(REQUIREMENT A) Translate this sentence from the article on the Yip family reunion into Spanish: "The family, one of Vancouver’s oldest, is now in its seventh generation."
(REQUIREMENT B) Please copy the article on the Yip family reunion word for word, from "Yip Sang, who" to "a racist government.".
(REQUIREMENT C)
Answer these questions from the article on the Yip family reunion:
(i) How many years have passed since Yip Sang came to Canada?
(ii) About how many family members are at the reunion?
(iii) Who have been called the "keepers of the flame"?

(QUOTED PASSAGE)
Christopher Cheung reports on urban issues for The Tyee. Follow him on Twitter @bychrischeung.

On the July weekend of the big family reunion, Chinatown is crowded with Yips.

It has been 142 years since Yip Sang, their towering ancestor, came to Canada and made his fortune; 134 years since he set up shop on Pender Street, where he would house three of his four living wives and their 23 children; 96 years since his death, commemorated with the longest funeral procession Vancouver had ever seen; 22 years since the family property was sold; and 15 years since this many descendants have gathered together for a reunion.

Yip Sang, who they affectionately call the “Grand Old Man,” was a community leader and savvy businessman with a sprawling network of enterprises in labour contracting, real estate, steamship travel, overseas banking, imports and exports, fishing and canning, and restaurants and catering — all at a time when Chinese people were increasingly stripped of rights by a racist government.

The family, one of Vancouver’s oldest, is now in its seventh generation.

“It’s very likely that you can pass a cousin on the street and not know,” says Linda Yip, one of Yip Sang’s great-grandchildren.

Together, the generations have experienced every period of the country’s history as Chinese Canadians: the railway, the exclusion era, the wartime years, the subsequent fights for rights and acceptance, and the 1967 policy that kicked off the country’s immigration boom, which would’ve been unthinkable to Yips who remembered a time when they were denied citizenship despite being Canadian-born.

Reunions of this grand scale only happen every dozen years or so. This one took months of emails, phone calls and in-person invitations for seniors who don’t use either, preferring someone to knock on their door to tell them there’s a party.

The family has taken over the Chinese Cultural Centre for the weekend, packed with great-great uncles, great-grand nieces, cousins many times removed and relatives from another mother. While there are Yip descendants still in the Vancouver region, some have flown in from across Canada and across the world to attend the reunion, with wide-ranging careers in places like Hollywood and the United Nations.

A diptych with the image of a sandwich board with the Chinese surname “Yip” on the left and the image of a tower of boxes of buns from a Hong Kong on the right.
Welcome Yips! Buns are served — elders first. Photo by Christopher Cheung.

With almost 400 family members in attendance, there’s the air of a conference. In between the hugs and chatter, there are lectures on family history in the auditorium. There are silent auctions for everything from cognac to family cookbooks. There’s a seemingly unlimitedly supply of buns coming from the kitchen. There’s a 50-50 draw, and just about everyone who runs into Auntie Grace is persuaded to buy a few.

Grace, who everyone calls auntie, and her husband Hoy Yip have been called the “keepers of the flame.” For years, they had a bedroom in their Vancouver home dedicated to Yip family records. They’ve been helping reunite the Yips ever since the last of the families moved out of the Chinatown home.

(DATASET EXTRACT)
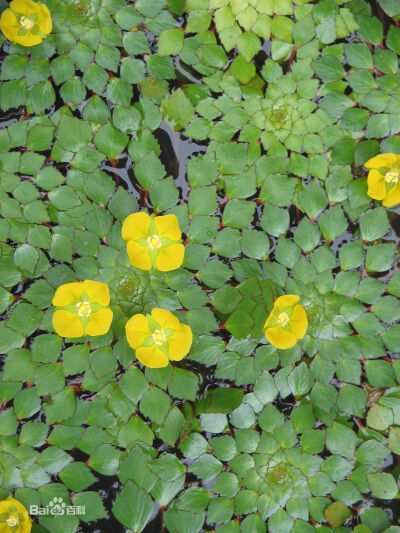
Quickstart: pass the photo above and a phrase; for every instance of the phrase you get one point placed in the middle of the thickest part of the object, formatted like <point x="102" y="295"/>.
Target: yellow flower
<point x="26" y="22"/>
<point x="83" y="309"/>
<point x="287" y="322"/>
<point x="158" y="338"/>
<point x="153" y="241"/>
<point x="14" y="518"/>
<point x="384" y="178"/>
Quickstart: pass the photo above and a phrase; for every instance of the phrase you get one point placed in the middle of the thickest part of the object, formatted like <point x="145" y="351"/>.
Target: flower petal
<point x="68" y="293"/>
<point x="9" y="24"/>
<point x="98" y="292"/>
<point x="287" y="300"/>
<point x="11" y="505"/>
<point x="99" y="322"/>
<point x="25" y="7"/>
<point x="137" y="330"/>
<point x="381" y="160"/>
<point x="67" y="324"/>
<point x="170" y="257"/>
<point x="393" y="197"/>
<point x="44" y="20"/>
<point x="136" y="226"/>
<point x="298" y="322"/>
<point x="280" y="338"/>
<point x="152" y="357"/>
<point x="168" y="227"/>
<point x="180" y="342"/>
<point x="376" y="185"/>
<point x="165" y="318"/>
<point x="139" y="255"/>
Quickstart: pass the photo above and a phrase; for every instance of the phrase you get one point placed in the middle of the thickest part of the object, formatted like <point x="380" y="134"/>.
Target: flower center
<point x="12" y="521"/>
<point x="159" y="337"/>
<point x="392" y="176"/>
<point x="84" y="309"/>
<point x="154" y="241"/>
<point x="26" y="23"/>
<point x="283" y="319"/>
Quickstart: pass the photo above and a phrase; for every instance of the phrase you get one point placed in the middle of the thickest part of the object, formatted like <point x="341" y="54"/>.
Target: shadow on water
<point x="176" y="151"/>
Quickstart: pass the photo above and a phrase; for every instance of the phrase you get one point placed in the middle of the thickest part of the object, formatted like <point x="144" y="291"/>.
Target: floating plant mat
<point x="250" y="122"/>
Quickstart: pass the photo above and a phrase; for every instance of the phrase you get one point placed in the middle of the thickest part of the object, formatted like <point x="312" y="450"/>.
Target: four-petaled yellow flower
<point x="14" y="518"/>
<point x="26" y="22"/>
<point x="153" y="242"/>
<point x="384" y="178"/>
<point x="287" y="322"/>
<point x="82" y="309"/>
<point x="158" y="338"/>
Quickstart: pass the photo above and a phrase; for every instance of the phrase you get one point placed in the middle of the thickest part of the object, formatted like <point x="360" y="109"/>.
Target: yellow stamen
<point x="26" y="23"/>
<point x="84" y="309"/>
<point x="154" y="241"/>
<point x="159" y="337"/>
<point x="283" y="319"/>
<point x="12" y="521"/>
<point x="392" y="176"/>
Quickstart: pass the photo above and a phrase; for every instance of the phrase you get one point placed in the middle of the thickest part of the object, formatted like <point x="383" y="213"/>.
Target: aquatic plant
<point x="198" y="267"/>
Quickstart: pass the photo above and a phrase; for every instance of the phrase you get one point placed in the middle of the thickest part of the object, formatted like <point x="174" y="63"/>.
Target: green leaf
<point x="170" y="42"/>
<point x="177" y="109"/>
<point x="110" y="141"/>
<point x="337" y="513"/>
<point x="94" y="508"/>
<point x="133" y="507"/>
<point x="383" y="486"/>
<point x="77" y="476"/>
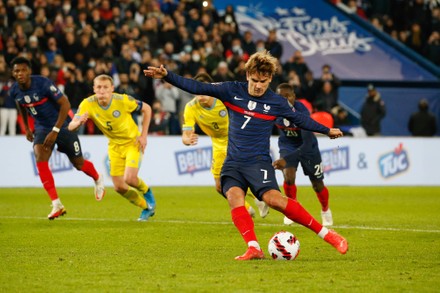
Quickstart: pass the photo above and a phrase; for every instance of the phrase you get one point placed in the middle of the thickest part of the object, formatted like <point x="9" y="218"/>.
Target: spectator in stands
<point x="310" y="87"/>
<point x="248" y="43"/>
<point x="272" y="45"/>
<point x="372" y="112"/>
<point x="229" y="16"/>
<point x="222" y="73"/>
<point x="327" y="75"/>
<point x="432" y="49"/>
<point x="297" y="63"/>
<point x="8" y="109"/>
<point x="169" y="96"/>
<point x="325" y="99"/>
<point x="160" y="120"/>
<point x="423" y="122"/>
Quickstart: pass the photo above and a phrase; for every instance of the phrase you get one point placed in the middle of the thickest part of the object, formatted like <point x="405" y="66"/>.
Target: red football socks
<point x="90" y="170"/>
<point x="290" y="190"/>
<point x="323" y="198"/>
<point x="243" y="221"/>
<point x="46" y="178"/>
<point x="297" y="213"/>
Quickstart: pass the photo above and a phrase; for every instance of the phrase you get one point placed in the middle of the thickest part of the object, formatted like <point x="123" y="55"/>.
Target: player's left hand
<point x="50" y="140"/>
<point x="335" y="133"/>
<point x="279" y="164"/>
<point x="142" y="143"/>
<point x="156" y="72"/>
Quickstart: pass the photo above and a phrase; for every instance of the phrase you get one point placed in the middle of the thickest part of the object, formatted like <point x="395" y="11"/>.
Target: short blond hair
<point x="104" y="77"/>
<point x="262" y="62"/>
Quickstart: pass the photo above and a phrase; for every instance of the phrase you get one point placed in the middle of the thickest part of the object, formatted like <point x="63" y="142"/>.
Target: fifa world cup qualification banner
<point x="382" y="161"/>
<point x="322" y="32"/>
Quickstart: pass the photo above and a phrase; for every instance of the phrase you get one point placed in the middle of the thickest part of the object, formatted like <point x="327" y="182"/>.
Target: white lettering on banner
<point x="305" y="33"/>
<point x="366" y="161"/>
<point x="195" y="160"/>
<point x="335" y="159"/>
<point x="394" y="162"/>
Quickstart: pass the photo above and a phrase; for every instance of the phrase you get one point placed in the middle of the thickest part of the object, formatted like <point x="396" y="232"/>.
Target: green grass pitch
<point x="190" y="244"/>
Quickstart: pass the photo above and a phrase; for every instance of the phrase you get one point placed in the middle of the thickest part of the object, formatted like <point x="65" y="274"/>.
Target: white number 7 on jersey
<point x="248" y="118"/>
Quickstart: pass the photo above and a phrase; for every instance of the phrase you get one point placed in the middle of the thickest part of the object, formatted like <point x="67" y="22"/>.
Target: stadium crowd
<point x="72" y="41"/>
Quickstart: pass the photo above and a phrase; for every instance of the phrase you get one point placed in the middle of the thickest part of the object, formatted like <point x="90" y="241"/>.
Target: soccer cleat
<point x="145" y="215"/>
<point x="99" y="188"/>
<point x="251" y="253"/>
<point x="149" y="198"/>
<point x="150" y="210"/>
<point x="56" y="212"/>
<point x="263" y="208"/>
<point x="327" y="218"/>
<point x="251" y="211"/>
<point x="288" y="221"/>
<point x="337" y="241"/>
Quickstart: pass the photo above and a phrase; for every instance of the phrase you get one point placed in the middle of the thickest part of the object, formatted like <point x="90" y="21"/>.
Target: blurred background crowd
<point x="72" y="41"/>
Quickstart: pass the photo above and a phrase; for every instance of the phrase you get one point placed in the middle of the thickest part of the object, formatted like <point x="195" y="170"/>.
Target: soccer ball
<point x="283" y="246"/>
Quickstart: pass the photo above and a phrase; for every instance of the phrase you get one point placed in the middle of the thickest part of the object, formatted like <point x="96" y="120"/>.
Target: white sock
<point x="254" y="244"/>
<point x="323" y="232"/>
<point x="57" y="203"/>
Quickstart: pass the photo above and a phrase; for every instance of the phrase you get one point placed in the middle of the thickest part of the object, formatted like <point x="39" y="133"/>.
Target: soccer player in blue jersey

(EXERCISE SOLUTION A) La familia, una de las más antiguas de Vancouver, está ahora en su séptima generación.

(EXERCISE SOLUTION B)
Yip Sang, who they affectionately call the “Grand Old Man,” was a community leader and savvy businessman with a sprawling network of enterprises in labour contracting, real estate, steamship travel, overseas banking, imports and exports, fishing and canning, and restaurants and catering — all at a time when Chinese people were increasingly stripped of rights by a racist government.

(EXERCISE SOLUTION C)
(i) 142 years.
(ii) Almost 400.
(iii) Grace and her husband Hoy Yip.